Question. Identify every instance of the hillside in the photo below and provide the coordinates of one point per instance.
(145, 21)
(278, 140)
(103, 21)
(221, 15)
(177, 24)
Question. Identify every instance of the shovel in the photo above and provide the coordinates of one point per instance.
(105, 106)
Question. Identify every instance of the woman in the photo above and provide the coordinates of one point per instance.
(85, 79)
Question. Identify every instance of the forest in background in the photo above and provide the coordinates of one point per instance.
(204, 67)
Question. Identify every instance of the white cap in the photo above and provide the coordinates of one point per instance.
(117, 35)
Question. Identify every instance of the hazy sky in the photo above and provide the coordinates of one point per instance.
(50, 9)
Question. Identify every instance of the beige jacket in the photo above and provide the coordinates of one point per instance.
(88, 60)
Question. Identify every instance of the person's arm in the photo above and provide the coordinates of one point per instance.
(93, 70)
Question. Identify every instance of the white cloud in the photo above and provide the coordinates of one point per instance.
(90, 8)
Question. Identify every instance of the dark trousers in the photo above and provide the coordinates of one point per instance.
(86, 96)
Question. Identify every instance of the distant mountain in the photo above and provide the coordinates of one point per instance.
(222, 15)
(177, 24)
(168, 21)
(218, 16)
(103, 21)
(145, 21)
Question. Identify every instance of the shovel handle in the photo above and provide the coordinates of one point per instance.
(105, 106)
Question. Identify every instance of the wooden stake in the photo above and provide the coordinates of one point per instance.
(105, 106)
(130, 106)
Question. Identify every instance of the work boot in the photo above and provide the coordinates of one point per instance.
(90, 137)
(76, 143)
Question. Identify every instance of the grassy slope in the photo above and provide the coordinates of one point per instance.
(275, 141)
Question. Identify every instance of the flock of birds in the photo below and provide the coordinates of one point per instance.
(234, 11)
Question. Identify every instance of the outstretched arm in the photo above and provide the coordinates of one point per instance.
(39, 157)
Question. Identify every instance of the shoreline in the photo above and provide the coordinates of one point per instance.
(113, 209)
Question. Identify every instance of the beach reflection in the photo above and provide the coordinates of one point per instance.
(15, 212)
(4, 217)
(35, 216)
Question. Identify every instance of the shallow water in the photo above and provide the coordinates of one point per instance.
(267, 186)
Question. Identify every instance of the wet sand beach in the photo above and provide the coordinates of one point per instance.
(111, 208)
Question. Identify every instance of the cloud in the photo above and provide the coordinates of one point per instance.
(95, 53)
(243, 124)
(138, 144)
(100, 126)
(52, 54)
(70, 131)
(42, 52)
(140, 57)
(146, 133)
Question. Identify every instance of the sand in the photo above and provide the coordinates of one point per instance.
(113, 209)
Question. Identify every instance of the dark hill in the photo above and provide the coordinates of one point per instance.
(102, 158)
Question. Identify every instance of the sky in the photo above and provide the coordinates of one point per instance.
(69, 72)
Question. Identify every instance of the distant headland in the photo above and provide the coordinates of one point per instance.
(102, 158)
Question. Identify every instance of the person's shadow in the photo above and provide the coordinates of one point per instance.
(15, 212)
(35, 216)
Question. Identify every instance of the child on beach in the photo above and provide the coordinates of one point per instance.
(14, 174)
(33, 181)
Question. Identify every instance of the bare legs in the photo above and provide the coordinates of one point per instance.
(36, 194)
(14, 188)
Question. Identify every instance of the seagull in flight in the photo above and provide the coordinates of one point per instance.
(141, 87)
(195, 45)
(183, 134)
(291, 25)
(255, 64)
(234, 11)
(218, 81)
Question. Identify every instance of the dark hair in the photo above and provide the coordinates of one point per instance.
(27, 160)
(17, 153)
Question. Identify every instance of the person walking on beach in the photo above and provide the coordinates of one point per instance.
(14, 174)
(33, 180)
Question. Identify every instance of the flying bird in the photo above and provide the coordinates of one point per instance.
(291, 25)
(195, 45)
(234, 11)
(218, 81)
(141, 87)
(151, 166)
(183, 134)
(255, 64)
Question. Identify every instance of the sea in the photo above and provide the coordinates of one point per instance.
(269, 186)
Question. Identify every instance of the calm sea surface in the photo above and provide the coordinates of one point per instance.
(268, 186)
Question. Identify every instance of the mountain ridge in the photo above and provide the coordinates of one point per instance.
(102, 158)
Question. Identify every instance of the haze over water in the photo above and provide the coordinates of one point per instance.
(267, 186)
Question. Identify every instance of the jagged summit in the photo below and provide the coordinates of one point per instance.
━━━━━━━━━━
Exercise: Your answer should be the lines from the one containing "Question. Identify every instance of the sea in" through the last line of the records, repeated exactly and with nothing added.

Written response:
Question. Identify every instance of the sea in the photo above and provide the coordinates of one point per instance.
(269, 186)
Question. Identify every instance of the calm sea surface in the photo above and provide the coordinates of one point per instance.
(268, 186)
Question. Identify every instance of the mountain ridge in the photo above and provide the coordinates of one point per instance.
(102, 158)
Question. Identify every instance of the haze over water in the photo above and provide the coordinates of one point per instance.
(267, 186)
Question. Identify every instance of the jagged summit in the photo below and provide the coordinates of one point per instance.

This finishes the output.